Natural-language object grounding data
◆ ◆ ◆ ◆ ◆ ◆ ◆

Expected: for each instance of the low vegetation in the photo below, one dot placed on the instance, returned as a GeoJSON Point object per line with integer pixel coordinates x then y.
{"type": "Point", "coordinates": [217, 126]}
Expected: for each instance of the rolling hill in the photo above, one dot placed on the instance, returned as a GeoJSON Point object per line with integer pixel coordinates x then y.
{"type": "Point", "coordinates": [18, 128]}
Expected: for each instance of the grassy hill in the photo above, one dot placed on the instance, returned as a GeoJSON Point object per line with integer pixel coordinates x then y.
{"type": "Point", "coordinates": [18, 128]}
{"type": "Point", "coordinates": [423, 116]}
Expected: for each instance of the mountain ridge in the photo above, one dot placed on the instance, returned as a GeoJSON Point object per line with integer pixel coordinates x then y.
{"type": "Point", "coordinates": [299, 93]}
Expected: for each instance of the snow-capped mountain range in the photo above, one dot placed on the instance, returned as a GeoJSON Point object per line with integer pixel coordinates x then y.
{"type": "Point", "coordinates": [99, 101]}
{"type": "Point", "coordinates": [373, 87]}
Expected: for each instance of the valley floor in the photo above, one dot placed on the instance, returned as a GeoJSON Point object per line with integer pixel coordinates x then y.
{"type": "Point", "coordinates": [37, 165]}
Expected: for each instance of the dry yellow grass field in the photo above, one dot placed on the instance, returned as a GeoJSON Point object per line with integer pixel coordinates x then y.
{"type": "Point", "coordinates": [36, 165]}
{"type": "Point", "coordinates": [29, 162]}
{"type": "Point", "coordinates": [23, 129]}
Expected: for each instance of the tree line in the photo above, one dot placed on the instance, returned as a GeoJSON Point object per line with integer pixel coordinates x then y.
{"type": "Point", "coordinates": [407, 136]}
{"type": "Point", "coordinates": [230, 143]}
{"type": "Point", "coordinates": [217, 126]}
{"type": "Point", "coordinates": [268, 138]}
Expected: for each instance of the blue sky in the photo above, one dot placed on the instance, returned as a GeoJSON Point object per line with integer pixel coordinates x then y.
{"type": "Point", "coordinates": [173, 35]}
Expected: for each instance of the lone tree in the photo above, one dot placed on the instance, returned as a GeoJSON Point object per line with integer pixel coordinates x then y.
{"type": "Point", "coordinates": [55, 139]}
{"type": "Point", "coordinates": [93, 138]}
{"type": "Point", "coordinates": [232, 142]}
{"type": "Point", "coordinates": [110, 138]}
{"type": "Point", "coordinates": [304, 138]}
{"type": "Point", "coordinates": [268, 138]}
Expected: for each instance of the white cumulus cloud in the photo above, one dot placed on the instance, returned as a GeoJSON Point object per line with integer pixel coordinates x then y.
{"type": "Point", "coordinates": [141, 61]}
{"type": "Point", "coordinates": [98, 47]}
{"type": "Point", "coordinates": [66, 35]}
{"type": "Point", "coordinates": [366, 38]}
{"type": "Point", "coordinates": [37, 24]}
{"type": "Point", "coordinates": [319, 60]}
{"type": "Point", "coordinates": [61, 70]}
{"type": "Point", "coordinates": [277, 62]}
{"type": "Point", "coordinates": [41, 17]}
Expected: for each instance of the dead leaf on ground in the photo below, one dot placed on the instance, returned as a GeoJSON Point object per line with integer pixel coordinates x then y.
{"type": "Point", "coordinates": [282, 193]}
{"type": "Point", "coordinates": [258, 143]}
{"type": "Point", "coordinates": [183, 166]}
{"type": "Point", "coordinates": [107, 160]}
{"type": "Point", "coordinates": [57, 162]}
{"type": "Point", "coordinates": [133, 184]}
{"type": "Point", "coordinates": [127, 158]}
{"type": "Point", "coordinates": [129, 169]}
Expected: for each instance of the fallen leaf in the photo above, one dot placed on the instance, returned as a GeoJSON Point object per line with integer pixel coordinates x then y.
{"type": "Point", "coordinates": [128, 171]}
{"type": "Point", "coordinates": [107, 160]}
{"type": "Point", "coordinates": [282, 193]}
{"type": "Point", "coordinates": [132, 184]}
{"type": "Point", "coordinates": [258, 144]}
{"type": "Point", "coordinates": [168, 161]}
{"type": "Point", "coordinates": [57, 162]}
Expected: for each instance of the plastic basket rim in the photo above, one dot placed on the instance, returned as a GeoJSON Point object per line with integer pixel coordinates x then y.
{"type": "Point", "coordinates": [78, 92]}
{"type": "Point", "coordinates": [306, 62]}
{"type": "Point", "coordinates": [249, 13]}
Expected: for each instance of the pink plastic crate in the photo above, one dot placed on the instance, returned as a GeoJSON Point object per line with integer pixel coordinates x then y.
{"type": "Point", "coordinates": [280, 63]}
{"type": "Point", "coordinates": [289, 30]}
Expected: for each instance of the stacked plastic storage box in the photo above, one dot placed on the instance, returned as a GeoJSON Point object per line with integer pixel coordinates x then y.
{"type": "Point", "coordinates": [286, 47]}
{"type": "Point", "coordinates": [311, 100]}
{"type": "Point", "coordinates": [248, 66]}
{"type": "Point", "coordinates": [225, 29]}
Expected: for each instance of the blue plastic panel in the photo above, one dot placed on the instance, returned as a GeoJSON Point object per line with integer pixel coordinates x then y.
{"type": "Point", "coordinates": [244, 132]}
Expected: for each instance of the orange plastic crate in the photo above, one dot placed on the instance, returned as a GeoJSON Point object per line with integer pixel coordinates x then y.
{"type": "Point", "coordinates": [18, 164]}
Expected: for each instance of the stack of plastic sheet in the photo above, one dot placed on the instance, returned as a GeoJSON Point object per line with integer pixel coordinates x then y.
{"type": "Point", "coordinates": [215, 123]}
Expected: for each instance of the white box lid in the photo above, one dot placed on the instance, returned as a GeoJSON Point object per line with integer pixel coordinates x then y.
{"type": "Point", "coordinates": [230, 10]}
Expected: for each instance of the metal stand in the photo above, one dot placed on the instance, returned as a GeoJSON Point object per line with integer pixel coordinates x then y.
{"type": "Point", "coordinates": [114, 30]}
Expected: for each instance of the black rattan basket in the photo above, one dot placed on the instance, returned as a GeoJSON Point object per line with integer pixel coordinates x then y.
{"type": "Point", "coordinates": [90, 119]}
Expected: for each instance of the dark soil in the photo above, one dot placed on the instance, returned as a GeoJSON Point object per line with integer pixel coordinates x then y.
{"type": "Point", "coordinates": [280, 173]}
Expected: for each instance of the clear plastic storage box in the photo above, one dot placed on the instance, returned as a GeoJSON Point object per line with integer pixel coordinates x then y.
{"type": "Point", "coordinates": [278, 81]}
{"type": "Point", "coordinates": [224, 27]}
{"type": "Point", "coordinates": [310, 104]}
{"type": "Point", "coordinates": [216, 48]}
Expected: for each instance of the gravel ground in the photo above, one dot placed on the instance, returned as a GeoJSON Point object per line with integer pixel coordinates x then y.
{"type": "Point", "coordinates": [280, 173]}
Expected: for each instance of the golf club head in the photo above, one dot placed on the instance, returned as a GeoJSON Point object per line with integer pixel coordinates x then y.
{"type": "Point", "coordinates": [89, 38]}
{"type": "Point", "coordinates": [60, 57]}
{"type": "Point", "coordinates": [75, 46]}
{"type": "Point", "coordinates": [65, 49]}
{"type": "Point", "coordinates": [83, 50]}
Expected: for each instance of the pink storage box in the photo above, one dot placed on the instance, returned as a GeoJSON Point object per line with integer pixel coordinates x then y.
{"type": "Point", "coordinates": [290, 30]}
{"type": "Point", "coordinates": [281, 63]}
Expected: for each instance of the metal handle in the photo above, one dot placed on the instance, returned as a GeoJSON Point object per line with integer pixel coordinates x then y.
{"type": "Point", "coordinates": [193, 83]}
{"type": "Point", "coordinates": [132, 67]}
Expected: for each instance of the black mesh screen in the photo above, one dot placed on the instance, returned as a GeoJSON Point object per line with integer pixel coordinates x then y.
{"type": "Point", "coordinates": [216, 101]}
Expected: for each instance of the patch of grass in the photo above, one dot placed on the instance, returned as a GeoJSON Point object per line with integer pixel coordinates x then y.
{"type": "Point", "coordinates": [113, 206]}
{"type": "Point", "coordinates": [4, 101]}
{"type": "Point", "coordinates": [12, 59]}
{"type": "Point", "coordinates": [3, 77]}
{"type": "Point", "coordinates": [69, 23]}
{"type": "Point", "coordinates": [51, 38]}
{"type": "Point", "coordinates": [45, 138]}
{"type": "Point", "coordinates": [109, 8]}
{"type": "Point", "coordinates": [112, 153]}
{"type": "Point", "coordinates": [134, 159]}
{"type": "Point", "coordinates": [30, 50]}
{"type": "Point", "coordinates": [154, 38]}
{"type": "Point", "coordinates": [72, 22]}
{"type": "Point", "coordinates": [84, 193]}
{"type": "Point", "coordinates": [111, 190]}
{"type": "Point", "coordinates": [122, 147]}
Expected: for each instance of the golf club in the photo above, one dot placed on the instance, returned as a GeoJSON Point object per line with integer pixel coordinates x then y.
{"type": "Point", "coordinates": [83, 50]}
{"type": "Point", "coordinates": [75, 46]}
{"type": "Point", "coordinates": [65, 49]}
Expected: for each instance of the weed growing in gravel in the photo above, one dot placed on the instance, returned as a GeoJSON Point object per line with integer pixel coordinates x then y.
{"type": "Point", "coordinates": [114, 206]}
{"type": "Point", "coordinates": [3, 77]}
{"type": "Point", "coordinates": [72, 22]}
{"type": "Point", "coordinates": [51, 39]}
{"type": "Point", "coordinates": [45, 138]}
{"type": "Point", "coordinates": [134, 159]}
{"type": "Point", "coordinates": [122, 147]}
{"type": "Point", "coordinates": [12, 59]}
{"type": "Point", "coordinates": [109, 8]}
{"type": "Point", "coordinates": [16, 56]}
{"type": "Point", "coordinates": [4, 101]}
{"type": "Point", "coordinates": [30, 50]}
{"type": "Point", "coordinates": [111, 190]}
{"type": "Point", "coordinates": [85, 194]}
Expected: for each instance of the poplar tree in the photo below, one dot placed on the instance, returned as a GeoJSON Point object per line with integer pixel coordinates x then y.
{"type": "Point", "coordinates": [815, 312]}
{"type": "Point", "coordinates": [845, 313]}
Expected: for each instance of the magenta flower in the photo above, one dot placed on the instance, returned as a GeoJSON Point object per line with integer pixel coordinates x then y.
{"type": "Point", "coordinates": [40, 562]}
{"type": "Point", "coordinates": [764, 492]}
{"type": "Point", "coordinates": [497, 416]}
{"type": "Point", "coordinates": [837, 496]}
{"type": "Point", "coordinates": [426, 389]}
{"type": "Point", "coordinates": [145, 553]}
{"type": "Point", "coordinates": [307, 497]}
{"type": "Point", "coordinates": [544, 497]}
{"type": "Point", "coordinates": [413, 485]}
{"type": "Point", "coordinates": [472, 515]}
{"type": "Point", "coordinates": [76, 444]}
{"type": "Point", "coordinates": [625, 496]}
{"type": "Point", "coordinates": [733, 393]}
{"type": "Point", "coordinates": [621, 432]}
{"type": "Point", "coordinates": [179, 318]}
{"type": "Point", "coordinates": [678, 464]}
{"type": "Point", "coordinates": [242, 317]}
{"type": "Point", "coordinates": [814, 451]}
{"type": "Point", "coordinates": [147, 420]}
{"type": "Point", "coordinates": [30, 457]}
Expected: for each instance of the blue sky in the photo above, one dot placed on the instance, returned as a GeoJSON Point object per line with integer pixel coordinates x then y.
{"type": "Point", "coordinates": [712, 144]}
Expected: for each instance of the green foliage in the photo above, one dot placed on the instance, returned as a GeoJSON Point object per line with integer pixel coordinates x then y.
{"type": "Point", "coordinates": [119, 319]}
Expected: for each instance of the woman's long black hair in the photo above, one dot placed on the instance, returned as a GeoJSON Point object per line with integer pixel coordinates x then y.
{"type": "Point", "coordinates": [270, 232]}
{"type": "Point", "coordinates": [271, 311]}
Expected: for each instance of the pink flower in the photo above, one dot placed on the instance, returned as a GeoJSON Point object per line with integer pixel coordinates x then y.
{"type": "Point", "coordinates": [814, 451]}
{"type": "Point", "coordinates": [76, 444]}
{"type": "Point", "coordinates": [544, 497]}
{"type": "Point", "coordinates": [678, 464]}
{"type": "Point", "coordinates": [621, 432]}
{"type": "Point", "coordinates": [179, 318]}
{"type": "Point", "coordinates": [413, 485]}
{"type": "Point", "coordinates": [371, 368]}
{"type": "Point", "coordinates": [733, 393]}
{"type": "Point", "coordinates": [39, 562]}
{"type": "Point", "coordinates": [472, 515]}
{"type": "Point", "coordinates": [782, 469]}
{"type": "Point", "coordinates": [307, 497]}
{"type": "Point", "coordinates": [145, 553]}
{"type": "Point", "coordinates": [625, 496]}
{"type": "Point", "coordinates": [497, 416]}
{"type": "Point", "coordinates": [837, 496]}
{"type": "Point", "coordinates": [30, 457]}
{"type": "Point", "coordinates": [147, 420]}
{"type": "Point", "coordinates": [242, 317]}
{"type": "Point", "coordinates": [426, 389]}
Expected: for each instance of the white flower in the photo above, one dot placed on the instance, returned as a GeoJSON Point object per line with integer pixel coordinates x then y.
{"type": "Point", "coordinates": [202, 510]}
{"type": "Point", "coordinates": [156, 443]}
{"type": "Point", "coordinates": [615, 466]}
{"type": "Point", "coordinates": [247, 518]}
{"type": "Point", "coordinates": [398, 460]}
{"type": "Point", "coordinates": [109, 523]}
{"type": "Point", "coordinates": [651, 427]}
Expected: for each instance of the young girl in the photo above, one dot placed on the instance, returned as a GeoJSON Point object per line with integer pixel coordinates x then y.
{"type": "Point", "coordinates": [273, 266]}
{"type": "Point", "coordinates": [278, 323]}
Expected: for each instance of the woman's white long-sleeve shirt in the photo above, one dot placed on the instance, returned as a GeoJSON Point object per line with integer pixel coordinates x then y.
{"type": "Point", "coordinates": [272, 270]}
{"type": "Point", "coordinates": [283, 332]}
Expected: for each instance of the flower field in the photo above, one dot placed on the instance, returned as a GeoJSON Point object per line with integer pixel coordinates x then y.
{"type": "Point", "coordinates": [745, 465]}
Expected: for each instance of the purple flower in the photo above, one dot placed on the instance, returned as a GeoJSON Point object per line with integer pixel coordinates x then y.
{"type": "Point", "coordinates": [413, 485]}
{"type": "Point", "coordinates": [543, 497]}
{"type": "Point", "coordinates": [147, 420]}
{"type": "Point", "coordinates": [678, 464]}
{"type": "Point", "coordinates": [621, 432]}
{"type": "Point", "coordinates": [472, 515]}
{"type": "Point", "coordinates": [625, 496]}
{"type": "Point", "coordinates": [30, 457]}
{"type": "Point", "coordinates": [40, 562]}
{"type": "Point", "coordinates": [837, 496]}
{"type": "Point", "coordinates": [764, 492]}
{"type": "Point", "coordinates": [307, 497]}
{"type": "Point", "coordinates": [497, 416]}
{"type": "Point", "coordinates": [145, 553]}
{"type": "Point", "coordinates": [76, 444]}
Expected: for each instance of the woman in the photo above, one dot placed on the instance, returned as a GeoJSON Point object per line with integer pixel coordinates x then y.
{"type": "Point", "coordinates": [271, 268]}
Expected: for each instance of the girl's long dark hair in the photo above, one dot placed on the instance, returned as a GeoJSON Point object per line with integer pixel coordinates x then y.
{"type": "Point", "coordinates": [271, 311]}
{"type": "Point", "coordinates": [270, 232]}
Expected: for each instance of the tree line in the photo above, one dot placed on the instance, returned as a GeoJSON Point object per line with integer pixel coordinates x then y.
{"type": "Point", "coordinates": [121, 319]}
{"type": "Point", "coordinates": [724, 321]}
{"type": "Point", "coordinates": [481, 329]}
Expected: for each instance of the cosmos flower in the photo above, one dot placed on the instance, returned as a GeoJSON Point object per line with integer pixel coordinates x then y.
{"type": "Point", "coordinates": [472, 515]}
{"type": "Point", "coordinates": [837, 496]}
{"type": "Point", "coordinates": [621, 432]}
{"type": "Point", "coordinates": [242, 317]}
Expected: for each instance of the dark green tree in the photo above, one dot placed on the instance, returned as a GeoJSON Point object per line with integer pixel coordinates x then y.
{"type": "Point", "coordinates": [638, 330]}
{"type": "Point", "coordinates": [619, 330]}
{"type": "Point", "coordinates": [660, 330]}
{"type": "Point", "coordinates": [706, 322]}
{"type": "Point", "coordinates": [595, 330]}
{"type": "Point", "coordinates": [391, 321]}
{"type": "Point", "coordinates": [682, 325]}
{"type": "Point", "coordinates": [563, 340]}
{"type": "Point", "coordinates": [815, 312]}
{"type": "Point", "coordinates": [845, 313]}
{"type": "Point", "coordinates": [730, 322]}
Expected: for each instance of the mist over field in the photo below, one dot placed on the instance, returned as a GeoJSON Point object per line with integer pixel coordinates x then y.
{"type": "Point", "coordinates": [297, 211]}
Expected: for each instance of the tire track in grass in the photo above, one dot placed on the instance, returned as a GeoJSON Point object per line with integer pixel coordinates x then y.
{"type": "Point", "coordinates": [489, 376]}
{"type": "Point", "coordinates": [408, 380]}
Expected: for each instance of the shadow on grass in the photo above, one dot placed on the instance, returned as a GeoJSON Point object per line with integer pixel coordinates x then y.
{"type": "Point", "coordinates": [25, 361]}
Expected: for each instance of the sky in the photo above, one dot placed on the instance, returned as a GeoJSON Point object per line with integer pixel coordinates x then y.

◆ ◆ ◆ ◆ ◆ ◆ ◆

Reproduce exactly the lines from the one with "Expected: for each instance of the shadow" through the last line of the entries, keeping both of those lines and nothing else.

* _FINISHED TASK_
Expected: for each instance of the shadow on grass in the photo above, one dot placed on the instance, returned as a GeoJSON Point object per line with integer pixel coordinates x then y.
{"type": "Point", "coordinates": [25, 361]}
Expected: for each instance of the sky in the photo above, one dot placed on the instance, returned as a GeoJSON Point object per line with integer pixel coordinates x then y.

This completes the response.